106. Suheyb bin Sinân (r.a) der ki: Rasûlullah (s.a.v) şöyle buyurdu:
“Mü’minin durumu gıbta ve hayranlığa değer. Çünkü her hâli kendisi için bir hayır sebebidir. Böyle bir hususiyet sadece mü’minde vardır: Sevinecek olsa, şükreder; bu onun için hayırdır. Başına bir belâ gelecek olsa, sabreder; bu da onun için hayırdır.” (Müslim, Zühd, 64)
Açıklamalar:
Bir kimsenin lûtufkârlığını, iyiliğini ve hayırseverliğini dile getirmeye “hamd” denir.
Kişinin kendisine yapılan iyiliği bilip sahibine övgü ile mukâbelede bulunması ve bunu diğer insanlara duyurmasına da “şükür” denir. Dolayısıyla hamd, şükürden daha geniş bir mânâya sahiptir.

[Sağlanan Veriler]:
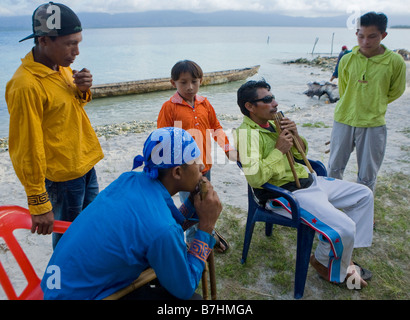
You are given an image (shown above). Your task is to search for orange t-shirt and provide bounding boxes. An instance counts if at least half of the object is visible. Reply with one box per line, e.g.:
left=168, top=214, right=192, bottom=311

[Amaç 1]: Mü'minin hâline dair metne göre hamd ile şükürden hangisi daha geniş bir mânâya sahiptir?
[Amaç 2]: Mü'minin hâline dair metnin devamını yazınız.

[Alıştırma Çıktısı 1]: Hamd, şükürden daha geniş bir mânâya sahiptir.

[Alıştırma Çıktısı 2]:
Allah Teâlâ’ya duyulan tâzim, muhabbet ve minneti, hamd kadar güzel ifade eden başka bir söz yoktur. Çünkü “el-Hamdülillâh” diyen bir mü’min, her türlü yüceltme ve övgünün ezelden ebede kadar sadece Allah’a mahsus olduğunu bildirir.
Allah’ın sâlih kulları için, “Hamd Makâmı”ndan daha yüce ve daha ulvî bir makam yoktur. Zira:
• Kâinâtın Fahr-i Ebedîsi (s.a.v), dünya ve âhirette insanların Allah’ı en çok hamd edenidir. Bu sebeple ona “Ahmed” ismi verilmiştir.
• Kâinâtın Efendisi’nin cennette taşıyacağı sancağın ismi “Hamd”dir. Hz. Âdem’den kıyamete kadar gelen bütün peygamberler, “Livâü’l-Hamd” denilen bu “Hamd Sancağı”nın altına sığınacaklardır.
• Allah’ın kullarından sadece bir kişiye nasib olacak, yani Allah’ın Habîbi’ne verilecek en yüce şefaat makamının ismi, Makâm-ı Mahmûd’dur.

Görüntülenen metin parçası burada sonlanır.